D'après le texte sur A Plague Tale : Innocence, combien de chapitres l'aventure comptera-t-elle en tout ?

• BLOC DE TEXTE:
────────────────────

Voilà trois ans désormais que A Plague Tale : Innocence s'est timidement dévoilé d'abord, sous la tutelle de l'éditeur français Focus Home Interactive, alors tombé sous le charme - et nous avec- avec ce qui n'était pour l'heure qu'un prototype en devenir. Depuis 2017, chaque année, le titre, développé sous la houlette du talentueux studio bordelais Asobo, se révèle un peu plus.
Toujours plein de promesses, le jeu met en scène deux figures enfantines dans un cruel conte ayant pour toile de fond un royaume de France ravagé par la peste noire en 1349. L'histoire de A Plague Tale : Innocence suit ainsi la destinée tragique d'Amicia, 15 ans, et son jeune frère Hugo, 5 ans, qui souffre d'un mal étrange mais dont on ignore la teneur, traqués par la toute puissante Inquisition, trop heureuse de pouvoir dresser des bûchers, même d'enfants, pour exorciser les démons et les souffrances de la population. Pour vous situer les choses et l'ambiance, et prendre un point de comparaison, on est un peu dans une sorte de pendant vidéoludique de l'excellent film Black Death, qui se déroule exactement à la même période mais en Angleterre.
A ce stade, il faut déjà rendre un joli hommage au studio pour s'être risqué à justement proposer un tel Background pour son jeu, loin des univers Medieval Fantasy qui parsèment régulièrement les productions vidéoludiques. Ici, on est dans un ancrage bien plus réaliste, avec son cortège de guerres, de souffrances, de violences, de famines, de cruauté, et bien entendu de peste. De l'aveu même du studio, il fut d'ailleurs difficile de vendre le jeu avec un tel Background et un tel pitch, à des éditeurs plutôt frileux. Ou alors au prix de compromis jugés pas acceptables par le studio, qui tenait à livrer un jeu tel qu'il l'avait envisagé.
Si A Plague Tale : Innocence s'est jusqu'à présent toujours montré sans qu'on puisse malheureusement poser nos mains dessus, nous avons enfin pu le prendre en main le 14 février dernier. Une session de jeu de plus de 3h, permettant d'effectuer les 4 premiers chapitres d'une aventure très Story Driven qui comptera en tout 17 chapitres; soit, à la louche, une durée de vie qui devrait osciller entre 12 et 15h de jeu. A noter d'ailleurs que cette session de jeu s'est aussi faite sur un PC avec les paramètres graphiques calés en "Ultra". Vu la chauffe du PC, avec une carte graphique qui semblait turbiner à mort, on imagine que le studio va mettre à profit la -courte- échéance qui nous sépare de la sortie du jeu, prévue le 14 mai prochain, pour optimiser encore ce qui doit l'être pour ne pas obliger les PC à cracher leurs poumons, même si le jeu est bien entendu également prévu sur consoles.

────────────────────

• EXTRAITS DE DONNÉES:
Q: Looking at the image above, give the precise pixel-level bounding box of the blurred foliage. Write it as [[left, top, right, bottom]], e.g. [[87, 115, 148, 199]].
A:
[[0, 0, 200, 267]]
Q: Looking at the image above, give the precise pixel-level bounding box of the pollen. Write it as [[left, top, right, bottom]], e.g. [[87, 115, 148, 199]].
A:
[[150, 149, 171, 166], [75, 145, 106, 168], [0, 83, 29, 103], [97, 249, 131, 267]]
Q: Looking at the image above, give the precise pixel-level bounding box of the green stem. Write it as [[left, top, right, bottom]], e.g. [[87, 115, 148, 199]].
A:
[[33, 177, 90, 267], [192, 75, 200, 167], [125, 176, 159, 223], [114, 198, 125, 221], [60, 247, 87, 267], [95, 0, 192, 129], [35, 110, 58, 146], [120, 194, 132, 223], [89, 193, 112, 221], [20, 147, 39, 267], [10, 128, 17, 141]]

────────────────────

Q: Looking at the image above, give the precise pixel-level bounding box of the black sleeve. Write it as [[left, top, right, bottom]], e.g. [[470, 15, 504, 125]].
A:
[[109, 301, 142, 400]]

────────────────────

• RÉSULTAT FINAL:
L'aventure comptera 17 chapitres en tout.